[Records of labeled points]
☆ ☆ ☆

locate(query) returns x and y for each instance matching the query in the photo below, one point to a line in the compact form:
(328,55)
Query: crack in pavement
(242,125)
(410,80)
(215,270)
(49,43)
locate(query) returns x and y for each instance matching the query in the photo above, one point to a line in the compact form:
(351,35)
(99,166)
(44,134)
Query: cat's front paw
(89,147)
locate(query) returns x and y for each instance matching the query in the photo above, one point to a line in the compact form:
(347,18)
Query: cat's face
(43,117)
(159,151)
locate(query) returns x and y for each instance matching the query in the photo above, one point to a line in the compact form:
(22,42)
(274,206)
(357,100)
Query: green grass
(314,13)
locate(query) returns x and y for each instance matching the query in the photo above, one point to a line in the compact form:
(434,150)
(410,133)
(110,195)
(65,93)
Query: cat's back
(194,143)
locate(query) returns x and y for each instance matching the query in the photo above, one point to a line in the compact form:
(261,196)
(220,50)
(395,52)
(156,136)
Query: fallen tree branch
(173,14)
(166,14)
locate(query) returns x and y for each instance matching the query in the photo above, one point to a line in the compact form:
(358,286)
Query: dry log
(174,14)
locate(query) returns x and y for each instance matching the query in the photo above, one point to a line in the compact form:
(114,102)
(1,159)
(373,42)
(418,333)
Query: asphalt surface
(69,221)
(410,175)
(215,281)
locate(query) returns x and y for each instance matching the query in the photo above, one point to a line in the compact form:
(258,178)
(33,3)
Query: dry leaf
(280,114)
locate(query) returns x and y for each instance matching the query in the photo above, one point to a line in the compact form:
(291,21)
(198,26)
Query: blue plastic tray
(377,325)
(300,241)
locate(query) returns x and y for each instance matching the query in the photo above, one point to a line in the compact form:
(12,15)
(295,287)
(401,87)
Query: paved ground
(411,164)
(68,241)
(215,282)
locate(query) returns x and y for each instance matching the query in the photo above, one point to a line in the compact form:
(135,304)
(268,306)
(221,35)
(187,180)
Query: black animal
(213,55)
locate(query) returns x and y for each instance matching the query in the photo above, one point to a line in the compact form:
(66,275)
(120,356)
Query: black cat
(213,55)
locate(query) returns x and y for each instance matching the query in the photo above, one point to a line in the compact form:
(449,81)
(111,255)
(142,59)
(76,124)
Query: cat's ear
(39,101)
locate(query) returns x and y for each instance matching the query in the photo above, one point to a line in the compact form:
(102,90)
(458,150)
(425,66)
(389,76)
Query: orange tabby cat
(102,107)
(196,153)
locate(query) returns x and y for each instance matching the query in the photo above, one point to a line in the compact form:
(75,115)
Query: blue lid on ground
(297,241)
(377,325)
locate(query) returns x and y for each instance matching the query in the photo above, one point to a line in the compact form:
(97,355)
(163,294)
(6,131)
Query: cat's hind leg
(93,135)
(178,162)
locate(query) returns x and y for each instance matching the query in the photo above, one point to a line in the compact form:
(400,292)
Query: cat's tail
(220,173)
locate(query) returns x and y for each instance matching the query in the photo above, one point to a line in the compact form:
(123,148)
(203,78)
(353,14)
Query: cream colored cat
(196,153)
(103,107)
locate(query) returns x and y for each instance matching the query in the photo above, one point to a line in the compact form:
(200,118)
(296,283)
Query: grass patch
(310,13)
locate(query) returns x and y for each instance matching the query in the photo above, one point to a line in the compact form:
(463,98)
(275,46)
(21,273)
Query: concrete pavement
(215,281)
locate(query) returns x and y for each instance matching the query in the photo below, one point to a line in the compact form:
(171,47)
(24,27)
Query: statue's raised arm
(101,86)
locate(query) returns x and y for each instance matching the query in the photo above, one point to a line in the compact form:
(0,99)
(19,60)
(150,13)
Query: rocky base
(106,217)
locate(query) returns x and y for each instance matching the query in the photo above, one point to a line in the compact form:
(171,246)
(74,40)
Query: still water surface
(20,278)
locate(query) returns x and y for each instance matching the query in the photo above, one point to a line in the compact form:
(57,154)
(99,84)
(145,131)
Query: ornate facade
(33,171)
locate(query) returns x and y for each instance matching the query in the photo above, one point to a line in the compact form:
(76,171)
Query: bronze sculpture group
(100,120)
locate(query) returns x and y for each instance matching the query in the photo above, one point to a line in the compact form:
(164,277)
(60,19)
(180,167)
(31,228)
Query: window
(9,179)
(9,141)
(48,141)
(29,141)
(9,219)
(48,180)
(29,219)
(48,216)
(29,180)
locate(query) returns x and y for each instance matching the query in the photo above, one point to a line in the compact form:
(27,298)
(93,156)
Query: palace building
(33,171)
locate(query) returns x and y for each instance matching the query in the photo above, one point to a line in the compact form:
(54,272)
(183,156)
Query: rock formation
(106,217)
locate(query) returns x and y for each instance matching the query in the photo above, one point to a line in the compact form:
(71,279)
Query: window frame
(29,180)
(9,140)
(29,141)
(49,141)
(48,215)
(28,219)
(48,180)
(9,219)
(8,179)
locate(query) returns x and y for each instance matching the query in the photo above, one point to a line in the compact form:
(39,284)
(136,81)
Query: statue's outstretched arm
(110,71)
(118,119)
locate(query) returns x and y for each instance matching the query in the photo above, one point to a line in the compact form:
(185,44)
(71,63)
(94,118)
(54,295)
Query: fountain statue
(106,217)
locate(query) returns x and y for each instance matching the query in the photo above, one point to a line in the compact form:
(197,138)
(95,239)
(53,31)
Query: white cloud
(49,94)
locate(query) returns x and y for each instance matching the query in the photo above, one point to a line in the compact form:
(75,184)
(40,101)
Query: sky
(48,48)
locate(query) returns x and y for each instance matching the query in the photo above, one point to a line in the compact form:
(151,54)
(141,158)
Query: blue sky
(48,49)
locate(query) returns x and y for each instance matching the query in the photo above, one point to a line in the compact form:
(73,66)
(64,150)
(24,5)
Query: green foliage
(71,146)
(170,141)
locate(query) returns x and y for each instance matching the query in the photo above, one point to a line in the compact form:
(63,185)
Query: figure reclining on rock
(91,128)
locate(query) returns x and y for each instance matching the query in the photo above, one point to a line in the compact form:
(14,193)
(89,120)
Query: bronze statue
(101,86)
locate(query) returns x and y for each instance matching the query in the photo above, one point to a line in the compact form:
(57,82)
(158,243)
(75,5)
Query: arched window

☆ ☆ ☆

INSTRUCTIONS FOR THE TASK: Collect every line of the items above that contains the string "grass", and copy each such line unchanged.

WRITTEN SOLUTION:
Query: green grass
Query: grass patch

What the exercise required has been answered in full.